(Stored entries)
---
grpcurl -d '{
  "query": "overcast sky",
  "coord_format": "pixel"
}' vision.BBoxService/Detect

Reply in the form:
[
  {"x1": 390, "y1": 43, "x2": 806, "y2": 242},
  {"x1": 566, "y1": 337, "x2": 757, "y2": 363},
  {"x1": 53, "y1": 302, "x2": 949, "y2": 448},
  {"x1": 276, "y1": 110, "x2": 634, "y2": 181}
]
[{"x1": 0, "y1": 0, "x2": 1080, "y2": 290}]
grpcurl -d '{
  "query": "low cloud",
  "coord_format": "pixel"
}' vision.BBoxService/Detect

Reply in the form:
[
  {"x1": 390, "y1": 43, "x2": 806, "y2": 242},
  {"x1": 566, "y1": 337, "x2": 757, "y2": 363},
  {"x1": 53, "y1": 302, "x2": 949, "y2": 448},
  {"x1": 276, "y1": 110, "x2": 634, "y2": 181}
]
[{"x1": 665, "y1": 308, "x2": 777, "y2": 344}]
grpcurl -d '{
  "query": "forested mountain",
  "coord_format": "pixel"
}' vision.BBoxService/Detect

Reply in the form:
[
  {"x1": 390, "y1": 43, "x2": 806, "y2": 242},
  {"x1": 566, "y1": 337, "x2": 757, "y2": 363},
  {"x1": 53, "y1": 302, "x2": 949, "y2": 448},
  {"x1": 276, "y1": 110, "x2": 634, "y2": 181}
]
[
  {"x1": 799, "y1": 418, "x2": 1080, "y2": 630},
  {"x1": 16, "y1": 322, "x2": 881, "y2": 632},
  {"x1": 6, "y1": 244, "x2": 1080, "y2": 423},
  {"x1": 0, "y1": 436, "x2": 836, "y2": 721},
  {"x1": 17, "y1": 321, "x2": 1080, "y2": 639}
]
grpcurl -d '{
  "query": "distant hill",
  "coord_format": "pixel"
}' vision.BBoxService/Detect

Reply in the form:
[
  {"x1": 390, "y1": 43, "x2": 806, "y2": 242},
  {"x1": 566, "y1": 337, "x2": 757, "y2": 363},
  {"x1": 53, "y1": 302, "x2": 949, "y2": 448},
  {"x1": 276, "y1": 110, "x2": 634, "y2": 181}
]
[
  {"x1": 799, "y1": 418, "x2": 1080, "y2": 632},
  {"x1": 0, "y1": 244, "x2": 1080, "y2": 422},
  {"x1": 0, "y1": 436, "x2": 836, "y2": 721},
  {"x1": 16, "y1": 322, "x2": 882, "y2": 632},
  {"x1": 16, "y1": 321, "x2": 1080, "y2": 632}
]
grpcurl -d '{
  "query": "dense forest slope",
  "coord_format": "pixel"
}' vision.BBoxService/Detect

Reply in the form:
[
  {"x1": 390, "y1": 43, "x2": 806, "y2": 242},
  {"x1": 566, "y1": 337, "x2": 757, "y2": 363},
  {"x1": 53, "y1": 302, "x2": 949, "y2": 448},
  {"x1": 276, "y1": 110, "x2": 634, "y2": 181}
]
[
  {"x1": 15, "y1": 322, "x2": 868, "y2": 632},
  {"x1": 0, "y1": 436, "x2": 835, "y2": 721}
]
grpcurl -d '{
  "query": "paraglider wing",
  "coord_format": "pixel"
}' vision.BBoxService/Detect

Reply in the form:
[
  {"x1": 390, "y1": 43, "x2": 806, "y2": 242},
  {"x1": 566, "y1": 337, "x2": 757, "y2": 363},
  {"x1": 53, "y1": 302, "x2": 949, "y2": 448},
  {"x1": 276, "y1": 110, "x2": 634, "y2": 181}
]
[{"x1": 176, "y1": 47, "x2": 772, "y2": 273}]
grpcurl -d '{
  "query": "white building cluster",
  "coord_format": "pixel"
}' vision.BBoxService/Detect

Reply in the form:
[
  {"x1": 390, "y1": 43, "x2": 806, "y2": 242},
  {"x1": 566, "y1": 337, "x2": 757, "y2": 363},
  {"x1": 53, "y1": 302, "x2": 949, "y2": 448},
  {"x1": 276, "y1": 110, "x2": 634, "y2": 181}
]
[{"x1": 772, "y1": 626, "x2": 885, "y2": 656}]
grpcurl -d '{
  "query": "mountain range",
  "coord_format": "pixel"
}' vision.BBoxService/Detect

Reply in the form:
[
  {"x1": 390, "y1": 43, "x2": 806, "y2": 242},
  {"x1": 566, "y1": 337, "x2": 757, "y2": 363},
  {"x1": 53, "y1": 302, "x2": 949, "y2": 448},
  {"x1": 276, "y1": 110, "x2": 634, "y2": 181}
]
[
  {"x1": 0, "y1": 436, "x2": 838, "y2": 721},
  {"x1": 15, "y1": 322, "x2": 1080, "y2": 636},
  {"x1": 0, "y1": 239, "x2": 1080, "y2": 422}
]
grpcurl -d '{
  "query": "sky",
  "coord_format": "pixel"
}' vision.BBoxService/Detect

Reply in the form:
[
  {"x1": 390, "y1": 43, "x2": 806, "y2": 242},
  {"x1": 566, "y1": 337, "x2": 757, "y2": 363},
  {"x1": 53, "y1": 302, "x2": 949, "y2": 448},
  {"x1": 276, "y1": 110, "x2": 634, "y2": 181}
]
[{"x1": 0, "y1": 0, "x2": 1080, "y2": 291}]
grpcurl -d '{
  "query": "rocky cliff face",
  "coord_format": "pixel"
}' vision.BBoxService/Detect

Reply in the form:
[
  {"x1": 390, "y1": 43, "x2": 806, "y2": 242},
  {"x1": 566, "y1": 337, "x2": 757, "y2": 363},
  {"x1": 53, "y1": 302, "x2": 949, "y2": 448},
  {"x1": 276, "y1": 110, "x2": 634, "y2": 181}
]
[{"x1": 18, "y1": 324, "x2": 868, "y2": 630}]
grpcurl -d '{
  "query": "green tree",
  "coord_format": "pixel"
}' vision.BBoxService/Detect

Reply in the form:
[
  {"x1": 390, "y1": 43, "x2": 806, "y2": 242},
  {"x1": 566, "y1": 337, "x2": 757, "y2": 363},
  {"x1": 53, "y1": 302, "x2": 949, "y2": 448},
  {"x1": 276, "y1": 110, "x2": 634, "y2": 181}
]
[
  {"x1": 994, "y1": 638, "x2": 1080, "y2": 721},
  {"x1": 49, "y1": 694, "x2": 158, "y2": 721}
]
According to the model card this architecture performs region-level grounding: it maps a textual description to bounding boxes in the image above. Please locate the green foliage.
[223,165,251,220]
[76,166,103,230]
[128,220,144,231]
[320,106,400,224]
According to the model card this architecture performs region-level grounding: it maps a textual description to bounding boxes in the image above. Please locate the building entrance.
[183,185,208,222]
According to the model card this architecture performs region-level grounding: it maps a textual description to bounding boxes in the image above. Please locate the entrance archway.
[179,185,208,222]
---
REQUIRED TASK
Report every line of the rows that contains the string "textual", matching case exactly.

REPLY TO THE TASK
According to the model card this architecture performs region-level grounding: it maps a textual description to bounding boxes in the image above. Please locate the green foliage.
According to the model card this architecture performs region-level grounding: it maps a textual description to bounding boxes in the image above. Please locate the building entrance.
According to the model card this architecture performs region-level grounding: it maps a textual description to bounding boxes in the image above. Please locate the entrance archway.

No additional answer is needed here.